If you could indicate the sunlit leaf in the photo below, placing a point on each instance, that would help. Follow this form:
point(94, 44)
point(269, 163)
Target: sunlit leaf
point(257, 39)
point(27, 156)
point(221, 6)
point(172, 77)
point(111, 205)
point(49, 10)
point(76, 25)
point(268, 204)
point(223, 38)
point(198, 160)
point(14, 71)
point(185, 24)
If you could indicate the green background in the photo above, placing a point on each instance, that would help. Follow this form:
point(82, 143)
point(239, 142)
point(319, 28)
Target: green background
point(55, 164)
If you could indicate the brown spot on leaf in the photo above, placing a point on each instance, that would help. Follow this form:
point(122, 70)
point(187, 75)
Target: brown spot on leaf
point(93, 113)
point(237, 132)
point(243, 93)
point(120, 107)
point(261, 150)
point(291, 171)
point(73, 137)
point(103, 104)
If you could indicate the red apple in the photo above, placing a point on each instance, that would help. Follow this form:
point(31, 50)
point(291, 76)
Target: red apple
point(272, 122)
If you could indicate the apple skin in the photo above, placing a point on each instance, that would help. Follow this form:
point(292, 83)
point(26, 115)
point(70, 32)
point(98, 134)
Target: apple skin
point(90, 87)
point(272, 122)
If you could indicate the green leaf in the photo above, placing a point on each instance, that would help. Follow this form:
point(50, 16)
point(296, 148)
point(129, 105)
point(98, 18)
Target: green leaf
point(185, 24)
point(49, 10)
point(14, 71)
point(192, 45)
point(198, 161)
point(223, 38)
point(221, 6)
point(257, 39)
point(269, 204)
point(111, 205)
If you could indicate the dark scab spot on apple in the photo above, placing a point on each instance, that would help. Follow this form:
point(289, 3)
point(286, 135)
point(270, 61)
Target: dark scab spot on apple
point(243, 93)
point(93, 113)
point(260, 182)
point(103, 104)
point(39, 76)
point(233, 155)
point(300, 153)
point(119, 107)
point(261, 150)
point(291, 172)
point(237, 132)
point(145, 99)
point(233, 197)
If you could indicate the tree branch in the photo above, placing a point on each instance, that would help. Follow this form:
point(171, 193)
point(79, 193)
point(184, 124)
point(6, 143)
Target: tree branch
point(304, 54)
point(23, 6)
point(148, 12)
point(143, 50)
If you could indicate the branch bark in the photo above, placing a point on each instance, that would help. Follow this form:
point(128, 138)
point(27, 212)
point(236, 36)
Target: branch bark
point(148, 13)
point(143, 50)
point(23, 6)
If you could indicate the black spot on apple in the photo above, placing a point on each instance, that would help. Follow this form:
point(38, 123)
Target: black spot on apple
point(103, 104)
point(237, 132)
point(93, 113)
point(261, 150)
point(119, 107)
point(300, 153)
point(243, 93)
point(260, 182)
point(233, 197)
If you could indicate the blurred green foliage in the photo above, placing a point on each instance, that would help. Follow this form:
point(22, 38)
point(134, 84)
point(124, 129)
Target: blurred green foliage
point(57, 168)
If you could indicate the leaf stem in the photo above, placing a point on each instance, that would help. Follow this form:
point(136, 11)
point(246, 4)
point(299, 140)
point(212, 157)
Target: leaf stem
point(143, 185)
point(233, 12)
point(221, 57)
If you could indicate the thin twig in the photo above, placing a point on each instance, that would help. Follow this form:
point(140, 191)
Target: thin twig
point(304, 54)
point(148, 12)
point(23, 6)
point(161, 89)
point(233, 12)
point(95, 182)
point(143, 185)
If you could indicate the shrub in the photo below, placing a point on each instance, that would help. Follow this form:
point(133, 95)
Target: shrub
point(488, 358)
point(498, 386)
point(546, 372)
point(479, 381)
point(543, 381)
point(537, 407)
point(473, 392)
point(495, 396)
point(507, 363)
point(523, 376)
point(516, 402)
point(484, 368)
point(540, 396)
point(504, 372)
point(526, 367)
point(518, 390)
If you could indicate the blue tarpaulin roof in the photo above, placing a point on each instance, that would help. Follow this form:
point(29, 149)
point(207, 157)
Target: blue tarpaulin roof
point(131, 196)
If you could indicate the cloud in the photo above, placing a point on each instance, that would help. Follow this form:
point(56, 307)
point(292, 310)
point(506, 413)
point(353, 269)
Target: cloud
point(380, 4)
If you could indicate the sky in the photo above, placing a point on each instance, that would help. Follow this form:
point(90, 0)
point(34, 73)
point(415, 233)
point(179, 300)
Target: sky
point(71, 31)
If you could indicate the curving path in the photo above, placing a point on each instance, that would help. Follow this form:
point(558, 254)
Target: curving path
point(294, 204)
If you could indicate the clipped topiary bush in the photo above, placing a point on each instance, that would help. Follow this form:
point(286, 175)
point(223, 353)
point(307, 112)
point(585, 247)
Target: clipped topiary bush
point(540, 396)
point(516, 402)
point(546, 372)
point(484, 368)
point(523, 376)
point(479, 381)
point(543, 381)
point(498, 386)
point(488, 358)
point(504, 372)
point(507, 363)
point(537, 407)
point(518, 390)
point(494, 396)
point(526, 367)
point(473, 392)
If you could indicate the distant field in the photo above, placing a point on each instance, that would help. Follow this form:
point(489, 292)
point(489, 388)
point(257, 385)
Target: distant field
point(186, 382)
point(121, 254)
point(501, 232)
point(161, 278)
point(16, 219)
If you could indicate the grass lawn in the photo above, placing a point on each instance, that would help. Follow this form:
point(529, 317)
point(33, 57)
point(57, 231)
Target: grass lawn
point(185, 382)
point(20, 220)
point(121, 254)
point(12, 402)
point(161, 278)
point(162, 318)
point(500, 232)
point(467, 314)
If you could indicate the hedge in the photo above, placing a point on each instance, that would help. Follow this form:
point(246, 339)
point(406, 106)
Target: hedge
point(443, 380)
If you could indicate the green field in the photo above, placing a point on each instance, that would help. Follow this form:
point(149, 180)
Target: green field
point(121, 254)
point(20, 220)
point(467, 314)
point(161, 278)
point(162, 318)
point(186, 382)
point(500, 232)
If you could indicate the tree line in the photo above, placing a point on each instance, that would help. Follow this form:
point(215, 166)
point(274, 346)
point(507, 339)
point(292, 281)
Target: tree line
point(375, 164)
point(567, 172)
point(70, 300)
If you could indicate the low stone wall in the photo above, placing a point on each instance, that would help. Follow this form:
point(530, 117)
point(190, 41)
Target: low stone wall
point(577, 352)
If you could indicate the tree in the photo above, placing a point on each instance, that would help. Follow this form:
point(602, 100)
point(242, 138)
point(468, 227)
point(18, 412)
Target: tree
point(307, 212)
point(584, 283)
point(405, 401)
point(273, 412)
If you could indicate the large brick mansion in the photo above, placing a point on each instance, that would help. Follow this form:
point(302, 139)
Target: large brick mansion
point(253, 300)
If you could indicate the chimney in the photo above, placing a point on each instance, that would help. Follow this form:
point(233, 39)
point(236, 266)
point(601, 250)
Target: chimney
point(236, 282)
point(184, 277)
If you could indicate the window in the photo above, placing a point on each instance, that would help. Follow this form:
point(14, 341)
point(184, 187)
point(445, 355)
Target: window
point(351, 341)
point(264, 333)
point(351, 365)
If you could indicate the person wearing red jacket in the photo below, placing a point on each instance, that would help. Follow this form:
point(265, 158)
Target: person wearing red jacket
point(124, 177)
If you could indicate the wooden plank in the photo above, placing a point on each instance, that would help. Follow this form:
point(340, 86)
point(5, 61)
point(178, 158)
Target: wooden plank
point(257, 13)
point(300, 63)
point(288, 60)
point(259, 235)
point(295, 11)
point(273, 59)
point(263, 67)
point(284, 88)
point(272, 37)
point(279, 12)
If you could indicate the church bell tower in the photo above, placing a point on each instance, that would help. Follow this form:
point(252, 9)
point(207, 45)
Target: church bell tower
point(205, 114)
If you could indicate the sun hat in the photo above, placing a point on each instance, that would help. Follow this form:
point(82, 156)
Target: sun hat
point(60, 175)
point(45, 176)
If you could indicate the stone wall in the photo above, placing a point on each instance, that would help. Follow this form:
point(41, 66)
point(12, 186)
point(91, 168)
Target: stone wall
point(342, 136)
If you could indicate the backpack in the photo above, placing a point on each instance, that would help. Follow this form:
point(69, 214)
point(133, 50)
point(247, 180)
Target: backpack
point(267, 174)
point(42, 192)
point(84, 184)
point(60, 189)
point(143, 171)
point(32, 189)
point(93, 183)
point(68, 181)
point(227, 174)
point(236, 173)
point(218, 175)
┄┄┄┄┄┄┄┄┄┄┄┄┄┄┄┄┄┄┄┄
**Task instructions**
Filter the entries down to the lines holding the string "below". Copy each of those lines.

**Your solution**
If you could indicate the sunlit leaf in the photo below, placing a point on each instance, that would help. Follow this form:
If you could indicate the shrub in the photo below, placing a point on each instance, that would help. Follow this form:
If you could indicate the person wearing red jacket in the photo below, placing a point on each instance, that would help. Follow this form:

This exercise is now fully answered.